Recorded data:

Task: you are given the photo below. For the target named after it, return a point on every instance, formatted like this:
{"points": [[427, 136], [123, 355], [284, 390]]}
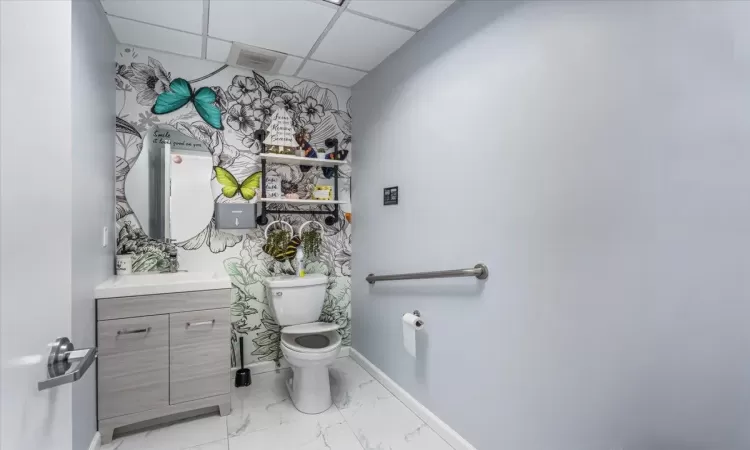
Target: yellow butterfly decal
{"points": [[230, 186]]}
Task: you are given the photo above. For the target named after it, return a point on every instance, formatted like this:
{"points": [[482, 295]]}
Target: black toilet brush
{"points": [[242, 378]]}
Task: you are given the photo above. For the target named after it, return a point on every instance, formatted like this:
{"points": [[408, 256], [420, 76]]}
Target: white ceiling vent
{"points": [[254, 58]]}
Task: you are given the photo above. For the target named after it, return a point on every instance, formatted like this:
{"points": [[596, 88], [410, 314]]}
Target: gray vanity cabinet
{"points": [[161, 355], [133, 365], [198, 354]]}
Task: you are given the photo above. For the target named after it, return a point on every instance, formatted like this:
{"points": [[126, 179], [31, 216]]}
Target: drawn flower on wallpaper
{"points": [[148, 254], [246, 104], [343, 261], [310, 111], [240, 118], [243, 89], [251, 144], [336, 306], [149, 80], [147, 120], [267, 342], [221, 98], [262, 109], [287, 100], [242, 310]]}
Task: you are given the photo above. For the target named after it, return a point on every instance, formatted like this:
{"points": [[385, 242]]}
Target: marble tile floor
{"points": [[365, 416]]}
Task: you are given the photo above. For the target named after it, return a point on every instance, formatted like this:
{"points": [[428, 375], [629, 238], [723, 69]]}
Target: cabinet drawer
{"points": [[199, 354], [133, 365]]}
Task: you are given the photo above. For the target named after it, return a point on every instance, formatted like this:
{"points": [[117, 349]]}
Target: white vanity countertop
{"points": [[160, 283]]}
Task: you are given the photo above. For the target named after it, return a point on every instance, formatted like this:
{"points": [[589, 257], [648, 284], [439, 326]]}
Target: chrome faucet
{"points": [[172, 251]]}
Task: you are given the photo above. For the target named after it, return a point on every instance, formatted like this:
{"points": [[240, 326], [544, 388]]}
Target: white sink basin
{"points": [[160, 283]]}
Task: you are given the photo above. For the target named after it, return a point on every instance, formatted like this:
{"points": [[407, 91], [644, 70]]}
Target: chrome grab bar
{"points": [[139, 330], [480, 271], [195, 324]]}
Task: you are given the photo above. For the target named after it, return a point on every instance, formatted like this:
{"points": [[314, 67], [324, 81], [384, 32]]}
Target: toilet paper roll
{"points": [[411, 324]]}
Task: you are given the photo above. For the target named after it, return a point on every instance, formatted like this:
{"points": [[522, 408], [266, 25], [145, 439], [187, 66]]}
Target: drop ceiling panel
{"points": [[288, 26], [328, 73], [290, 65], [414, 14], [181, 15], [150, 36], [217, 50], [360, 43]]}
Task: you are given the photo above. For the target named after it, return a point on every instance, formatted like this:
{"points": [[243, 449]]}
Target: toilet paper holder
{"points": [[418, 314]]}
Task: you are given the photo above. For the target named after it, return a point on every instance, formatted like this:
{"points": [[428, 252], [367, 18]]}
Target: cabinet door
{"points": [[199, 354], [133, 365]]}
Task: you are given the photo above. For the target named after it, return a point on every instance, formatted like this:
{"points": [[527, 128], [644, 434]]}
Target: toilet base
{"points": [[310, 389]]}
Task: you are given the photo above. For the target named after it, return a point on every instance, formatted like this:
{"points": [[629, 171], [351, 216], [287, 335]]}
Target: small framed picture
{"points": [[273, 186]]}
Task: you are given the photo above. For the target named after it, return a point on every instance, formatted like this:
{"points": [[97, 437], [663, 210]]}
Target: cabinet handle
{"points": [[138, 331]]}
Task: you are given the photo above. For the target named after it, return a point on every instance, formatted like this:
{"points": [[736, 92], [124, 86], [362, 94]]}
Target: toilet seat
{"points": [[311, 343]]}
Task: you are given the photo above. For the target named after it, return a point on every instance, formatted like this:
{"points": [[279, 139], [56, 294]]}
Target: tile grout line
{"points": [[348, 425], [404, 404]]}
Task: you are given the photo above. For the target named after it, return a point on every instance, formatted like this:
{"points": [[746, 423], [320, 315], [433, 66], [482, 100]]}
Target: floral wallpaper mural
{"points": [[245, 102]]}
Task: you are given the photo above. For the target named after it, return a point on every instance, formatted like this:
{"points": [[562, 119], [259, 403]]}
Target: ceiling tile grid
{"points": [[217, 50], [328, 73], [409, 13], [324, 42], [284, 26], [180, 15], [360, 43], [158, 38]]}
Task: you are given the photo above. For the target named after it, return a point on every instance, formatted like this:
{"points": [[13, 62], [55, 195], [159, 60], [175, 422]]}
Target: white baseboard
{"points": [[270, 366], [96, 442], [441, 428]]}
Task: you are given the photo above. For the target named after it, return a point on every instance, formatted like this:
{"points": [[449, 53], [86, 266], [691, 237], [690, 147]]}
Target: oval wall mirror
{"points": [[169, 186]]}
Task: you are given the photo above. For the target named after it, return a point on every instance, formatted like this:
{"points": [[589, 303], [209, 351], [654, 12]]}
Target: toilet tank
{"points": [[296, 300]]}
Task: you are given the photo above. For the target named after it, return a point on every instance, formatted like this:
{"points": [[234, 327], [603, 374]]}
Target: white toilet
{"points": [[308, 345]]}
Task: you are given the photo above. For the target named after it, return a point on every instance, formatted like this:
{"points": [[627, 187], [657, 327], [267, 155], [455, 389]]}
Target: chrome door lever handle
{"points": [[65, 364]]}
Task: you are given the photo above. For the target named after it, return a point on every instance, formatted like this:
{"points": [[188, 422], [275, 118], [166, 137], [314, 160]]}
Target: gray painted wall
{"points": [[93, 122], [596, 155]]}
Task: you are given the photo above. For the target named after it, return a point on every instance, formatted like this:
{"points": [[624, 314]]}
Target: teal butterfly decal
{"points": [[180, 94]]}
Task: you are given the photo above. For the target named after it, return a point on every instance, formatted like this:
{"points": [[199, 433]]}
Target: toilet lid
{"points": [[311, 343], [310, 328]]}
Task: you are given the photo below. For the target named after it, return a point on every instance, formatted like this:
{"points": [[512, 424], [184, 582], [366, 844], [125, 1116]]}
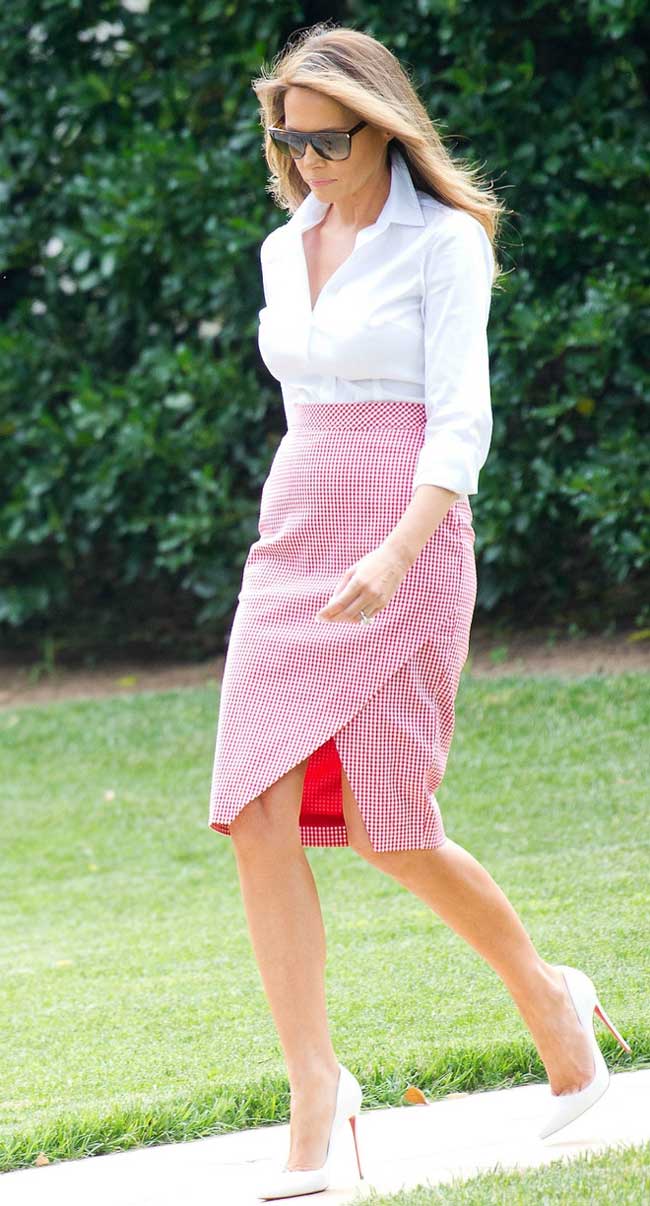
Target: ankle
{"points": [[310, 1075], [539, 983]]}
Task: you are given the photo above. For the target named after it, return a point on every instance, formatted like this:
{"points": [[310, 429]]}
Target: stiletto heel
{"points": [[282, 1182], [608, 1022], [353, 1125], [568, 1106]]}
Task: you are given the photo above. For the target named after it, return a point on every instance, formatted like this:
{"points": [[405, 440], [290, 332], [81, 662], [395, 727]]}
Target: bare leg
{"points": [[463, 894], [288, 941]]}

Requirements: Exactly reproduce the entries above, minus the pictures.

Exercise result:
Task: you are given the photo below. For the target named after it, return a point on every instance, formatted like this:
{"points": [[427, 136], [123, 355], [284, 390]]}
Target: yellow butterfly decal
{"points": [[230, 186]]}
Task: you are given the photo above. For the target named after it, return a point on every instance, formatted like this:
{"points": [[482, 295]]}
Target: black toilet brush
{"points": [[242, 378]]}
Task: you are given the photo above. For the target named after it, return a point on every instance, formatted like this:
{"points": [[408, 256], [420, 76]]}
Target: white ceiling vent
{"points": [[254, 58]]}
Task: you are given the photo above. For the target named after it, return a point on every instance, formatted like this:
{"points": [[596, 88], [410, 314]]}
Target: gray vanity cabinet
{"points": [[161, 355], [133, 365], [198, 354]]}
Task: you are given the photo above. For the target named after it, return a point on every instance, formatted like this:
{"points": [[126, 179], [31, 216]]}
Target: drawn flower on wallpaper
{"points": [[148, 254], [246, 104], [343, 261], [310, 111], [240, 118], [243, 89], [251, 144], [336, 306], [149, 80], [147, 120], [267, 342], [221, 98], [262, 109], [287, 100], [242, 310]]}
Task: you are given the photo above. For the target named after it, return a point on every instance, formatted like this:
{"points": [[385, 242]]}
Target: marble tile floor
{"points": [[365, 416]]}
Task: you are given the photo above. For the target named after it, return a point on every instance, formatted like this:
{"points": [[428, 375], [629, 238], [723, 69]]}
Target: cabinet drawer
{"points": [[199, 354], [133, 365]]}
Task: you are given the photo above. For the target named after it, return a point on every instance, formatted like this:
{"points": [[117, 349]]}
Target: white vanity countertop
{"points": [[160, 283]]}
Task: you are given the photo above. For the target named after it, return a point on every instance, formatted like this:
{"points": [[589, 257], [648, 284], [439, 326]]}
Target: chrome faucet
{"points": [[172, 251]]}
Task: you are given the photo above. For the target named after it, return a point on every instance, formatted like this:
{"points": [[240, 326], [544, 388]]}
Target: white sink basin
{"points": [[160, 283]]}
Task: you are given the photo above. For the target named after it, return a point on every instance, formatted like this:
{"points": [[407, 91], [644, 70]]}
Target: chrome grab bar
{"points": [[139, 330], [480, 271], [195, 324]]}
Task: you are given the photo above. For the target named after it, return a point on every instance, formatted like this:
{"points": [[314, 67], [324, 81], [384, 32]]}
Target: toilet paper roll
{"points": [[411, 324]]}
Task: you are given the photo above. For the target named after it, return a point on every instance, formatted like this:
{"points": [[522, 408], [266, 25], [145, 439], [187, 66]]}
Target: drop ceiling panel
{"points": [[288, 26], [328, 73], [290, 65], [414, 14], [181, 15], [150, 36], [217, 50], [360, 43]]}
Task: you are given the photo above. For the target named after it, return a point on every instance, formatted like this:
{"points": [[243, 449]]}
Target: toilet paper holder
{"points": [[418, 314]]}
Task: you are given the photo above. For the target named after it, return a point on every instance, formatted like this:
{"points": [[428, 252], [367, 18]]}
Target: cabinet door
{"points": [[199, 354], [133, 365]]}
Task: you are given the photo above. For the target named after it, return a point on every instance, formatted like this:
{"points": [[527, 128], [644, 434]]}
Target: toilet base
{"points": [[310, 389]]}
Task: you are given the photo above. For the target named after it, return a point on every instance, formatted like this:
{"points": [[629, 171], [351, 216], [287, 335]]}
Target: small framed picture
{"points": [[273, 186]]}
Task: you are given the photo above. For the target named after it, return a point on every instance, formatted like this:
{"points": [[97, 437], [663, 210]]}
Target: cabinet handle
{"points": [[138, 331]]}
Task: you are given the photo above. For the target named after it, return a point on every instance, formatted like this:
{"points": [[736, 92], [124, 86], [362, 94]]}
Target: toilet seat
{"points": [[311, 343]]}
Task: you are given the photo above. For the target named after it, return a point on every instance, formatted like this:
{"points": [[279, 139], [56, 294]]}
Target: tile grout line
{"points": [[348, 425], [404, 404]]}
Task: you are given the photo above. For the target named after it, return a point on every instance, formatted like this:
{"points": [[746, 423], [320, 315], [433, 66], [482, 100]]}
Target: floral wallpaper mural
{"points": [[245, 102]]}
Task: you are given the photo above. For the target named after it, return a point on every instance, formatted like this:
{"points": [[562, 119], [259, 403]]}
Target: ceiling tile grid
{"points": [[217, 50], [328, 73], [409, 13], [324, 42], [284, 26], [180, 15], [360, 43], [158, 38]]}
Task: you are given the photo above. For the target named after it, return a point on every instance, formatted like this:
{"points": [[13, 62], [55, 195], [159, 60], [175, 422]]}
Target: white baseboard
{"points": [[270, 366], [96, 442], [441, 428]]}
Task: you are given the photo above. For the target named after it, return a point on every instance, formatted like this:
{"points": [[449, 53], [86, 266], [691, 237], [690, 147]]}
Target: oval wall mirror
{"points": [[169, 186]]}
Task: you are given the photo above. For the target named after it, return a point on every instance, formatted like this:
{"points": [[589, 303], [209, 351], [654, 12]]}
Target: toilet tank
{"points": [[296, 300]]}
Task: you are given the photo above. For the target named after it, return a point on every instance, formatted like this:
{"points": [[234, 327], [603, 374]]}
Target: white toilet
{"points": [[308, 345]]}
Task: you are given the photo above. For the target named after it, return a point on every instance, formatted like this:
{"points": [[627, 187], [657, 327], [267, 155], [455, 389]]}
Target: chrome door lever handle
{"points": [[65, 364]]}
Task: you are given the photo above. For the target named after it, return a point on every instance, formatted like this:
{"points": [[188, 422], [275, 118], [166, 137], [314, 160]]}
Target: gray painted wall
{"points": [[93, 122], [596, 155]]}
Task: you are given the photo above. For the target named after it, return a point on every instance, formatted like this:
{"points": [[624, 314]]}
Target: teal butterfly decal
{"points": [[180, 94]]}
Task: you are given the photo above. For the target named after it, return a point on every instance, formatted like this:
{"points": [[199, 433]]}
Target: toilet lid
{"points": [[311, 343], [310, 328]]}
Task: you are given the photo below. For the target named after it, return a point on every instance, formatted like this:
{"points": [[512, 424], [184, 582], [366, 844], [125, 1116]]}
Target: ankle
{"points": [[310, 1075], [539, 983]]}
Task: you are given the photo above. For the target named after it, return a point on every instance, formatted like this:
{"points": [[310, 429]]}
Target: stiletto heel
{"points": [[282, 1182], [608, 1022], [353, 1125], [568, 1106]]}
Task: you are given the photo above. For the target named after it, return a point on every instance, formatted like this:
{"points": [[405, 440], [290, 332], [81, 662], [395, 727]]}
Target: bare leg
{"points": [[463, 894], [288, 941]]}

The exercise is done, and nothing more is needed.